GOAL: Reproduce word for word the lines from the one containing "Please segment every instance of the olive" through the last line below.

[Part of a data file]
**********

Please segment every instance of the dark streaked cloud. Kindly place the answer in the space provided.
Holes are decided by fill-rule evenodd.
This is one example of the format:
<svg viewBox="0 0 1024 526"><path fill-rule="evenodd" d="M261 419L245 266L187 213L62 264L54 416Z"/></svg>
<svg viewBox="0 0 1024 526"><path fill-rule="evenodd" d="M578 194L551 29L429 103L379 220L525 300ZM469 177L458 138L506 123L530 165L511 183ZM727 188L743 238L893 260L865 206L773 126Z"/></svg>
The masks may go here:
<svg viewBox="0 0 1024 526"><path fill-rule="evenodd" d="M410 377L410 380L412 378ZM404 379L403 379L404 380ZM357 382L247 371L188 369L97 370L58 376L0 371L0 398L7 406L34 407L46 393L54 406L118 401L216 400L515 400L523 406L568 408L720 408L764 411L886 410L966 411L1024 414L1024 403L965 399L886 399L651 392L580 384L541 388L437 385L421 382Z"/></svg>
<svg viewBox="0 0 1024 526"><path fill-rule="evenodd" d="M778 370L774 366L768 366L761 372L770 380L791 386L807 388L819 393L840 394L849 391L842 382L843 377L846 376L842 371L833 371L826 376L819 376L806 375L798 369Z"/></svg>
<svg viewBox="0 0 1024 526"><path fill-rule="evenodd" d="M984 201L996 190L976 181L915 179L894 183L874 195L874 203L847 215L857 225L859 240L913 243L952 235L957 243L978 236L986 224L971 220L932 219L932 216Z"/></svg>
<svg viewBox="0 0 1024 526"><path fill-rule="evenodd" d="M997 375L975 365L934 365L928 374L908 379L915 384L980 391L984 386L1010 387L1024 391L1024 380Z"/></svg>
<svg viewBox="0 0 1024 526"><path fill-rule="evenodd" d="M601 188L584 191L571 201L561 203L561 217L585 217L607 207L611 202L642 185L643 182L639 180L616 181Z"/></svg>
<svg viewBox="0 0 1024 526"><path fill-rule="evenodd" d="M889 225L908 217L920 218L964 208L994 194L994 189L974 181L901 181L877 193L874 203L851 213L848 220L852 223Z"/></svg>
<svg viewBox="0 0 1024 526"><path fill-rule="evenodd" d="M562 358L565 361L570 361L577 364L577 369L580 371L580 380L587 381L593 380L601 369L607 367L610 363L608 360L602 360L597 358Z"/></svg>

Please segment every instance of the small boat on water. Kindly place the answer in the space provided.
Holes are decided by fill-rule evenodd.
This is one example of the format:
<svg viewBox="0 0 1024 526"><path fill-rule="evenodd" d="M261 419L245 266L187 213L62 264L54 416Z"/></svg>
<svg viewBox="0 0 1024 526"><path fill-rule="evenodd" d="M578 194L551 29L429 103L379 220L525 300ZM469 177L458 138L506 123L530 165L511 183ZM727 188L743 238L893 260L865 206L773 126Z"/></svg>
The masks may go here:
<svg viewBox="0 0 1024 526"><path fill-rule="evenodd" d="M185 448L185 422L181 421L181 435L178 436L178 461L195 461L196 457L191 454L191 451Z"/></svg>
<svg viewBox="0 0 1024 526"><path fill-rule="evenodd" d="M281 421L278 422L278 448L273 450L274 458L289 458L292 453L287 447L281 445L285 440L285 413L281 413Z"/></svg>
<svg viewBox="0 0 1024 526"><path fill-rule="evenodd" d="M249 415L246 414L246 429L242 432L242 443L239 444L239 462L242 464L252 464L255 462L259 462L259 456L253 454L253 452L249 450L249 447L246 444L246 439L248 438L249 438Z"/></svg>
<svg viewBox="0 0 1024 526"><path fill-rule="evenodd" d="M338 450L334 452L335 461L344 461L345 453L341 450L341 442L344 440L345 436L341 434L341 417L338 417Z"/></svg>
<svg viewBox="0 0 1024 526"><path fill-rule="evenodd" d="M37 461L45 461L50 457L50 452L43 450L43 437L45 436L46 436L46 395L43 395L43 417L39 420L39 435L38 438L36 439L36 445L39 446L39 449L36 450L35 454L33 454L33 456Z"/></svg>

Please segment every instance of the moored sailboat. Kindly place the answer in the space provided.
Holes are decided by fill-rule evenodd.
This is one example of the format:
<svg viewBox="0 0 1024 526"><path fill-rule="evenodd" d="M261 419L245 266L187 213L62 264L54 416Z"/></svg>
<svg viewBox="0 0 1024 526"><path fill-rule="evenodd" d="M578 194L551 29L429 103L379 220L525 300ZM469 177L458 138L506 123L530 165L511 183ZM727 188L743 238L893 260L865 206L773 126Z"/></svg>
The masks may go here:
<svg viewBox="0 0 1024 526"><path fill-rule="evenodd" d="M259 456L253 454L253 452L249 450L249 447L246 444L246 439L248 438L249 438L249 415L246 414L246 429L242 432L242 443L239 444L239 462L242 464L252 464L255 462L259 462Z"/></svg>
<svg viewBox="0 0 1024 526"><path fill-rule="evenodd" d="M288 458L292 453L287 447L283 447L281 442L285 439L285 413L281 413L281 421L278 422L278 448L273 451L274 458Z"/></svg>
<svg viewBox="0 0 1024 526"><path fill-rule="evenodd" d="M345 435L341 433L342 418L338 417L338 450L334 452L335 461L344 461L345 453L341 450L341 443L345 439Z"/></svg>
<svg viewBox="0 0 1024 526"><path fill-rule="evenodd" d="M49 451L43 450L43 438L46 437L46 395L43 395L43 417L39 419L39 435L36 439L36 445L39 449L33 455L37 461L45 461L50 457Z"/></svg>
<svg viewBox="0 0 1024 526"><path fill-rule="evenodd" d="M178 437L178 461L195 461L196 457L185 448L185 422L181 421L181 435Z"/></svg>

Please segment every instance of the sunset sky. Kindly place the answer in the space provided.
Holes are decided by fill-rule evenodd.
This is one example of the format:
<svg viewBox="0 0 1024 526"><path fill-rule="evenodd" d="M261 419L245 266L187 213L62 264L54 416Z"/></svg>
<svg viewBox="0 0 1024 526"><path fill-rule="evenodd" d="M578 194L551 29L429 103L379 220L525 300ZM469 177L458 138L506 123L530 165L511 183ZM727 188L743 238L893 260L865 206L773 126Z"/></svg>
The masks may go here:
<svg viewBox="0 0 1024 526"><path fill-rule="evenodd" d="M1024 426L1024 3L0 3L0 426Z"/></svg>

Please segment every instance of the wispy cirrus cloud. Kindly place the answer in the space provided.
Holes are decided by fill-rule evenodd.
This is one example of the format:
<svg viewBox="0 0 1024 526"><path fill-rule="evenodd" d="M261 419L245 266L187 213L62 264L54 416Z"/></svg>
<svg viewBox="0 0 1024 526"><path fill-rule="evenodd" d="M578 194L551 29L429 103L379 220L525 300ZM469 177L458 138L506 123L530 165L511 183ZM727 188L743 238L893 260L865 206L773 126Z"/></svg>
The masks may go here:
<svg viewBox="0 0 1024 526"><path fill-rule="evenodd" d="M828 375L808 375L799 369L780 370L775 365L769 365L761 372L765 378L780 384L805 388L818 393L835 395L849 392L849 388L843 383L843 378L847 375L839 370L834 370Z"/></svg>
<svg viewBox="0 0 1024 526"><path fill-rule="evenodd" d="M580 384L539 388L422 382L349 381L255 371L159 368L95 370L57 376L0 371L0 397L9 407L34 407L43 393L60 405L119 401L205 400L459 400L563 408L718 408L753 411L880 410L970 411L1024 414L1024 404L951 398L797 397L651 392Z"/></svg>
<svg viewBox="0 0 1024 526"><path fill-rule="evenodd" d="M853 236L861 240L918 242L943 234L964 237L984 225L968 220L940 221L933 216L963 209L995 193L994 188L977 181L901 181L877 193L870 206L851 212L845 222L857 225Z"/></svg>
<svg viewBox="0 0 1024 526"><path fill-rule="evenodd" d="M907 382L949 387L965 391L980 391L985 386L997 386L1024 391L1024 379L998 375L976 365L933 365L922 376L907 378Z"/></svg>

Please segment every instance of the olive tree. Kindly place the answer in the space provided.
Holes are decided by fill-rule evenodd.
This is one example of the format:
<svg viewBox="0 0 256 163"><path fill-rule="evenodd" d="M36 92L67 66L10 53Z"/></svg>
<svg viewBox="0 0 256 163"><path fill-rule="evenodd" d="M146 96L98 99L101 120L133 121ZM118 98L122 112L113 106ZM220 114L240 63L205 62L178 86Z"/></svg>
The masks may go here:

**********

RESULT:
Please segment every instance of the olive tree. Kindly place the answer in the space provided.
Holes are decided by fill-rule evenodd.
This is one example of the format:
<svg viewBox="0 0 256 163"><path fill-rule="evenodd" d="M36 92L67 66L10 53Z"/></svg>
<svg viewBox="0 0 256 163"><path fill-rule="evenodd" d="M146 96L98 99L101 120L133 121ZM118 98L122 112L113 106ZM220 114L240 63L205 62L178 86Z"/></svg>
The masks may go here:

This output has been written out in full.